▸ Stated problem
Reproduce the data word for word, from its first line through the line containing "left=442, top=687, right=678, bottom=800", with both of those lines included.

(Region annotation entries)
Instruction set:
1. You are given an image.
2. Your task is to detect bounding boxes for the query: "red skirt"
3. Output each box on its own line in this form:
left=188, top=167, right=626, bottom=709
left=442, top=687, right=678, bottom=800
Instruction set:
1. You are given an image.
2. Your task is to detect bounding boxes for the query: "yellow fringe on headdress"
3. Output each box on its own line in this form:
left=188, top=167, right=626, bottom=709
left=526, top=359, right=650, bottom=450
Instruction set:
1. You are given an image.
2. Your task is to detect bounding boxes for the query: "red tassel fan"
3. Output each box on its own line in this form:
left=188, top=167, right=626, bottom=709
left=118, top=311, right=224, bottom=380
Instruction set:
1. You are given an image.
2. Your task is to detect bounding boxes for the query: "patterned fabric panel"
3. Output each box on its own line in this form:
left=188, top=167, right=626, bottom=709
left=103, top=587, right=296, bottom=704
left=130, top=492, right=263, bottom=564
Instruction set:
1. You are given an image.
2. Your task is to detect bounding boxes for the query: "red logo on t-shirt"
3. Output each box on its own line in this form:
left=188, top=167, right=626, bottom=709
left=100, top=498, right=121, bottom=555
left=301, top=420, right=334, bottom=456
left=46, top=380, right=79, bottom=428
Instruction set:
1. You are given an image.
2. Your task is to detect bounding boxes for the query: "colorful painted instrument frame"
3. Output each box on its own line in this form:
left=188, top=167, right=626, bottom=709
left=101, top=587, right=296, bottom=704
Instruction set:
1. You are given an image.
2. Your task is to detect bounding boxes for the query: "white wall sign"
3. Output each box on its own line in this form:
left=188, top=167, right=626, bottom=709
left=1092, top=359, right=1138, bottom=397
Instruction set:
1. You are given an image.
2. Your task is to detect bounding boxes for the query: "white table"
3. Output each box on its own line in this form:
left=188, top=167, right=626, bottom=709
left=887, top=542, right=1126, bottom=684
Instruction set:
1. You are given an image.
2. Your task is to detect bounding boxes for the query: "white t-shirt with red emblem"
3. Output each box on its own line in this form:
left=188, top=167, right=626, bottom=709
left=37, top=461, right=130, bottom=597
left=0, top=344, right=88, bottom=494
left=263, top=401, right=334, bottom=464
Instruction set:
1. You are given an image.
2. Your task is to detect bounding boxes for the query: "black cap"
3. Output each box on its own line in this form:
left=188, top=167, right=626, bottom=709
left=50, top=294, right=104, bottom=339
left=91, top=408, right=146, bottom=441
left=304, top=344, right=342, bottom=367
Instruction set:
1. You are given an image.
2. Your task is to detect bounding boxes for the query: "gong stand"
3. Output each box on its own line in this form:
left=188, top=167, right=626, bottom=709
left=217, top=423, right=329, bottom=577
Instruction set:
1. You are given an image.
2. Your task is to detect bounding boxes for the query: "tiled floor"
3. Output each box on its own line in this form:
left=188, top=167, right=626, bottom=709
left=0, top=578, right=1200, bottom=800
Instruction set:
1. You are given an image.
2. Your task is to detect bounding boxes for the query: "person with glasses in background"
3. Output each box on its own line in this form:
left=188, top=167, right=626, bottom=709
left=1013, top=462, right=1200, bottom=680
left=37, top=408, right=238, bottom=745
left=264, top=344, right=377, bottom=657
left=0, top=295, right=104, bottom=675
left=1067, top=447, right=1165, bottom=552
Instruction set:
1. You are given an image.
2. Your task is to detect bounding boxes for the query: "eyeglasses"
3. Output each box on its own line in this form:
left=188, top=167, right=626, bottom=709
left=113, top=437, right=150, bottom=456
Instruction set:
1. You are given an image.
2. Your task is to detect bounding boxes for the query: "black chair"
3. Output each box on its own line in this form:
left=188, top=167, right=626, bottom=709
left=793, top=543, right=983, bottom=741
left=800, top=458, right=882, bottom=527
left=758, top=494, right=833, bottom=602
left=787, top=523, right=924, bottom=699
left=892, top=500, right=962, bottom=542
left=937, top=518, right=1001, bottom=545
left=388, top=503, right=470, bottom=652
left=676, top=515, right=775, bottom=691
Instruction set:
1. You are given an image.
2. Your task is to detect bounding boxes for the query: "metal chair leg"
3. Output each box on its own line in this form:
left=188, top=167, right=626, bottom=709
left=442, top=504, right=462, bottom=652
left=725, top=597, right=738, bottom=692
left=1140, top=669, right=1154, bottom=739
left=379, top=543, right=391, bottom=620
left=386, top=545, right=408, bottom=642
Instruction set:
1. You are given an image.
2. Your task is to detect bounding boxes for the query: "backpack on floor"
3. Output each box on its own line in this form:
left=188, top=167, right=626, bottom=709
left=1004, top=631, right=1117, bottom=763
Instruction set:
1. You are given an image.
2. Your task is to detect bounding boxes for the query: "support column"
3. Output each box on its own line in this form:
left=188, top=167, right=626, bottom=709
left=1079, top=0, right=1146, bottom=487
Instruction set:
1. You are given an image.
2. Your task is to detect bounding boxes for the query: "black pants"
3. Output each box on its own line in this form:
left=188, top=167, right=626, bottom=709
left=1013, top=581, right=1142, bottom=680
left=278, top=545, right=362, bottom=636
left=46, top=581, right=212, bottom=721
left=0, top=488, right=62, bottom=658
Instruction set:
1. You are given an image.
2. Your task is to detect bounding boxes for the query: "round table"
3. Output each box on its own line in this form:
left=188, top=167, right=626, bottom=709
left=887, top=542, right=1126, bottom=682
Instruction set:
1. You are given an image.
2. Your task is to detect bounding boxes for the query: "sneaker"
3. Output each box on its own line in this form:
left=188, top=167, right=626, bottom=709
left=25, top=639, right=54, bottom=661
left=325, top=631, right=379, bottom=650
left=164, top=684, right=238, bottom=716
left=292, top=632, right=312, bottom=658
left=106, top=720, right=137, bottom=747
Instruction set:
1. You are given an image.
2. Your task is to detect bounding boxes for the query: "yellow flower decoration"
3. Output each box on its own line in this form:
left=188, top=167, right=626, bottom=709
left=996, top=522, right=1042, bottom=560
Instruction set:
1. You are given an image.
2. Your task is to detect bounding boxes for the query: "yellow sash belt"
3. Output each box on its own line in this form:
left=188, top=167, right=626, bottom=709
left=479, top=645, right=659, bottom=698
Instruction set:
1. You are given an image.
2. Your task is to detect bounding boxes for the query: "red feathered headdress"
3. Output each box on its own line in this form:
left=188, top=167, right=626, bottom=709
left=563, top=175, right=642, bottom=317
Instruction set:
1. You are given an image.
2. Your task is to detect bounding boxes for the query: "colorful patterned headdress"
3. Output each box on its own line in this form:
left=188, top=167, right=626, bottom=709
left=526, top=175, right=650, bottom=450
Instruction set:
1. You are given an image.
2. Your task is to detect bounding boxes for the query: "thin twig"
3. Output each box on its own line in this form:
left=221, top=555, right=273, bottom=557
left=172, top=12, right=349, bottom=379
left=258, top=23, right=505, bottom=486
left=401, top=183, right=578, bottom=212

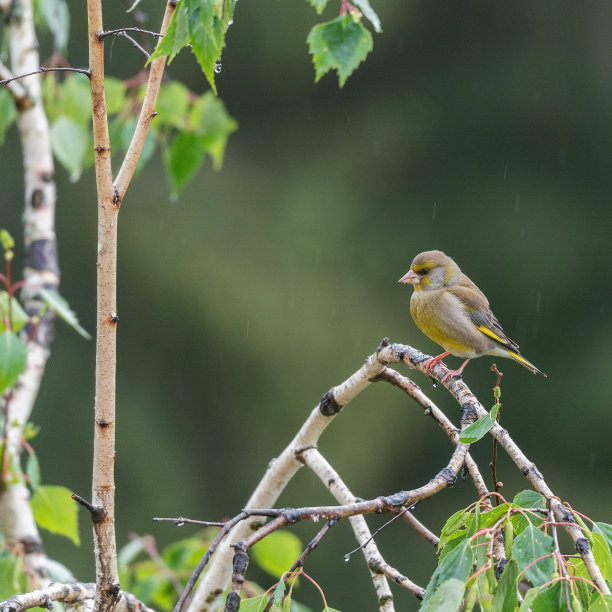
left=0, top=66, right=91, bottom=85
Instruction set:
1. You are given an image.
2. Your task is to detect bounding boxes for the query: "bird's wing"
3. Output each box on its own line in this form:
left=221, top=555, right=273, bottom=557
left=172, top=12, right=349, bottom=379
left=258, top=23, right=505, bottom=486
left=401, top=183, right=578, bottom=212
left=448, top=277, right=518, bottom=350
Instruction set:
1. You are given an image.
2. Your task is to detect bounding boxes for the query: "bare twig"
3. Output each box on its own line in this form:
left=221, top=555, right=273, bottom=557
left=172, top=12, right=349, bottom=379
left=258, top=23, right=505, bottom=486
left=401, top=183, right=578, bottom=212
left=0, top=66, right=91, bottom=85
left=0, top=582, right=154, bottom=612
left=114, top=0, right=176, bottom=206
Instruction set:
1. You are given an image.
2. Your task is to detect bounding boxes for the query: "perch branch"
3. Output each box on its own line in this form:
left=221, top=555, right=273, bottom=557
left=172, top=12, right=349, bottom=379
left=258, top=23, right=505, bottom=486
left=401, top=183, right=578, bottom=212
left=0, top=582, right=154, bottom=612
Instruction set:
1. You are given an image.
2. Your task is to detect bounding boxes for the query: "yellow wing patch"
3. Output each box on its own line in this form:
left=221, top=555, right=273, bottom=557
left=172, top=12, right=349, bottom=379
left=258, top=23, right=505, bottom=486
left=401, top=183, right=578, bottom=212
left=476, top=325, right=508, bottom=346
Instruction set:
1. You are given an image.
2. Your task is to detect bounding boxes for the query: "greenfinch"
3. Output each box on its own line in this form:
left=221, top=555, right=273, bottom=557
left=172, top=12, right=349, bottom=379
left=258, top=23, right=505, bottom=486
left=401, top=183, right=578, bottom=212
left=399, top=251, right=546, bottom=382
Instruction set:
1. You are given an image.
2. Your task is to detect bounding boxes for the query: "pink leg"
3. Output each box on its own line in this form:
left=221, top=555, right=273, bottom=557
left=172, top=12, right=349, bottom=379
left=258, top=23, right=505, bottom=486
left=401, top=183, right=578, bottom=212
left=442, top=357, right=471, bottom=383
left=425, top=351, right=450, bottom=376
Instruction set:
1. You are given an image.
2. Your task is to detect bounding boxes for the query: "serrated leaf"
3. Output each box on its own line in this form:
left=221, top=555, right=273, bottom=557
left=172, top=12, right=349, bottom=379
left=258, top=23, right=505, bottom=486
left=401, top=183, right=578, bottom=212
left=0, top=87, right=17, bottom=146
left=590, top=531, right=612, bottom=581
left=26, top=453, right=40, bottom=491
left=104, top=77, right=126, bottom=115
left=589, top=591, right=612, bottom=612
left=459, top=404, right=499, bottom=444
left=240, top=595, right=268, bottom=612
left=438, top=509, right=472, bottom=551
left=40, top=287, right=91, bottom=340
left=274, top=580, right=286, bottom=606
left=252, top=531, right=302, bottom=578
left=308, top=0, right=329, bottom=15
left=0, top=550, right=30, bottom=601
left=125, top=0, right=141, bottom=13
left=31, top=485, right=81, bottom=546
left=512, top=525, right=555, bottom=586
left=50, top=115, right=89, bottom=183
left=493, top=561, right=518, bottom=612
left=164, top=132, right=206, bottom=193
left=307, top=15, right=373, bottom=87
left=147, top=0, right=189, bottom=64
left=421, top=578, right=465, bottom=612
left=0, top=291, right=30, bottom=333
left=0, top=331, right=28, bottom=396
left=353, top=0, right=382, bottom=32
left=420, top=539, right=474, bottom=612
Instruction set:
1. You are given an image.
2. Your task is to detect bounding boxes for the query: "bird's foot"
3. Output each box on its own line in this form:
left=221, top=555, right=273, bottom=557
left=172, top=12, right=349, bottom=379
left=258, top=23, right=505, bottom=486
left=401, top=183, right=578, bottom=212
left=423, top=351, right=450, bottom=376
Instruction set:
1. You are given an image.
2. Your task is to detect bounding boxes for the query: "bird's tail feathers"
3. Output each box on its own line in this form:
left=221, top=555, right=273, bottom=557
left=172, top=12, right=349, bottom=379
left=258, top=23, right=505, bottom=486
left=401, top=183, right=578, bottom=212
left=508, top=350, right=546, bottom=378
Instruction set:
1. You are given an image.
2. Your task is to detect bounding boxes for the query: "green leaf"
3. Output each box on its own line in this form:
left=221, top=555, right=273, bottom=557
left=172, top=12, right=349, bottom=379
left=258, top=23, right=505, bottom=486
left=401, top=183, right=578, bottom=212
left=421, top=539, right=474, bottom=612
left=519, top=587, right=542, bottom=612
left=155, top=81, right=189, bottom=130
left=51, top=115, right=89, bottom=182
left=438, top=510, right=472, bottom=551
left=512, top=525, right=555, bottom=586
left=0, top=87, right=17, bottom=146
left=307, top=15, right=373, bottom=87
left=125, top=0, right=141, bottom=13
left=104, top=77, right=126, bottom=115
left=0, top=550, right=30, bottom=601
left=61, top=74, right=91, bottom=125
left=240, top=595, right=268, bottom=612
left=40, top=287, right=91, bottom=340
left=189, top=92, right=238, bottom=170
left=253, top=531, right=302, bottom=578
left=308, top=0, right=328, bottom=15
left=164, top=132, right=206, bottom=193
left=353, top=0, right=382, bottom=32
left=512, top=489, right=546, bottom=535
left=274, top=579, right=286, bottom=606
left=31, top=485, right=80, bottom=546
left=589, top=591, right=612, bottom=612
left=37, top=0, right=70, bottom=52
left=459, top=404, right=499, bottom=444
left=531, top=581, right=580, bottom=612
left=421, top=578, right=465, bottom=612
left=593, top=522, right=612, bottom=551
left=147, top=0, right=189, bottom=63
left=590, top=531, right=612, bottom=582
left=0, top=291, right=30, bottom=333
left=493, top=561, right=518, bottom=612
left=0, top=331, right=28, bottom=396
left=26, top=453, right=40, bottom=491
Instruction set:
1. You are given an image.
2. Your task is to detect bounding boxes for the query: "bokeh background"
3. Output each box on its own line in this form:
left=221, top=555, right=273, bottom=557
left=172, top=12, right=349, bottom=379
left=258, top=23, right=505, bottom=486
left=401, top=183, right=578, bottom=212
left=0, top=0, right=612, bottom=611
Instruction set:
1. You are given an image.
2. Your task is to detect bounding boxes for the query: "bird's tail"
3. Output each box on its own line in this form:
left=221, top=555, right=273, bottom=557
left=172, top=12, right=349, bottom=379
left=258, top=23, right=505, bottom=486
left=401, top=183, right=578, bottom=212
left=506, top=349, right=546, bottom=378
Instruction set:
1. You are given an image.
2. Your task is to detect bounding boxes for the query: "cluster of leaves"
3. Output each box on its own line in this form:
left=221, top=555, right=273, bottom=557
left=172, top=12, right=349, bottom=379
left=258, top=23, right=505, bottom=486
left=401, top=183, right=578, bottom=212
left=0, top=230, right=89, bottom=600
left=44, top=73, right=238, bottom=192
left=421, top=490, right=612, bottom=612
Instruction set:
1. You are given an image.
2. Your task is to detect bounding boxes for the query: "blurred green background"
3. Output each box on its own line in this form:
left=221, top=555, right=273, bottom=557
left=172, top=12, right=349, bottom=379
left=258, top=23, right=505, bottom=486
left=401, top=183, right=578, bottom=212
left=0, top=0, right=612, bottom=611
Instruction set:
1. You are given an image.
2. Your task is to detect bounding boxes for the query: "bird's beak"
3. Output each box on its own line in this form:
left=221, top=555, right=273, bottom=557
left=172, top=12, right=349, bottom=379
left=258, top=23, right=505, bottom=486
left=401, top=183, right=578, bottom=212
left=397, top=270, right=421, bottom=285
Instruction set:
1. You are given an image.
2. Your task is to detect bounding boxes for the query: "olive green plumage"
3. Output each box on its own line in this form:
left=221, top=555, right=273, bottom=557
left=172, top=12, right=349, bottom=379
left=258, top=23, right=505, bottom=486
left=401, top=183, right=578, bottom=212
left=399, top=251, right=546, bottom=379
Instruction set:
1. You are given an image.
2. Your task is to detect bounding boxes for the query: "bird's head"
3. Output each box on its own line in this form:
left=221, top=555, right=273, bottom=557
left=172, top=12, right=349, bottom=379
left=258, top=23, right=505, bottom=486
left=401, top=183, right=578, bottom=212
left=398, top=251, right=461, bottom=291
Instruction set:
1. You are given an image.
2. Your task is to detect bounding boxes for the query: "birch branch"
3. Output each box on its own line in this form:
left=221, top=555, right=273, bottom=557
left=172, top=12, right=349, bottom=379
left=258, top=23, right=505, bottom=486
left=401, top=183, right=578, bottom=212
left=302, top=448, right=416, bottom=612
left=186, top=342, right=394, bottom=612
left=0, top=0, right=60, bottom=586
left=113, top=0, right=176, bottom=205
left=87, top=0, right=120, bottom=612
left=0, top=582, right=154, bottom=612
left=380, top=344, right=610, bottom=595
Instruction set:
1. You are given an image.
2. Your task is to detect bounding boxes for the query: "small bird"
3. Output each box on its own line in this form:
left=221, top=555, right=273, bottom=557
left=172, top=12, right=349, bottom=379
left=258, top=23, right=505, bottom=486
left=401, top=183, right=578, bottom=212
left=398, top=251, right=546, bottom=382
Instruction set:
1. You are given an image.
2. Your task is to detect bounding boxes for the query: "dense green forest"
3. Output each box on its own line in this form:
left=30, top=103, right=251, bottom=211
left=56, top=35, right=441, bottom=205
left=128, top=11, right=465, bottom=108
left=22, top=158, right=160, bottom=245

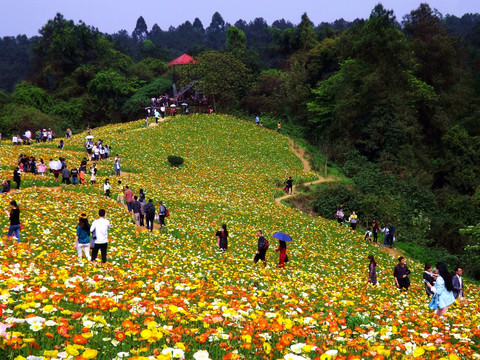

▸ Response
Instruction set:
1. You are given an image.
2. Your task is to detect bounding boxes for the query: "red skirt"
3. Output each box on its own line in this form:
left=188, top=167, right=626, bottom=709
left=442, top=687, right=678, bottom=800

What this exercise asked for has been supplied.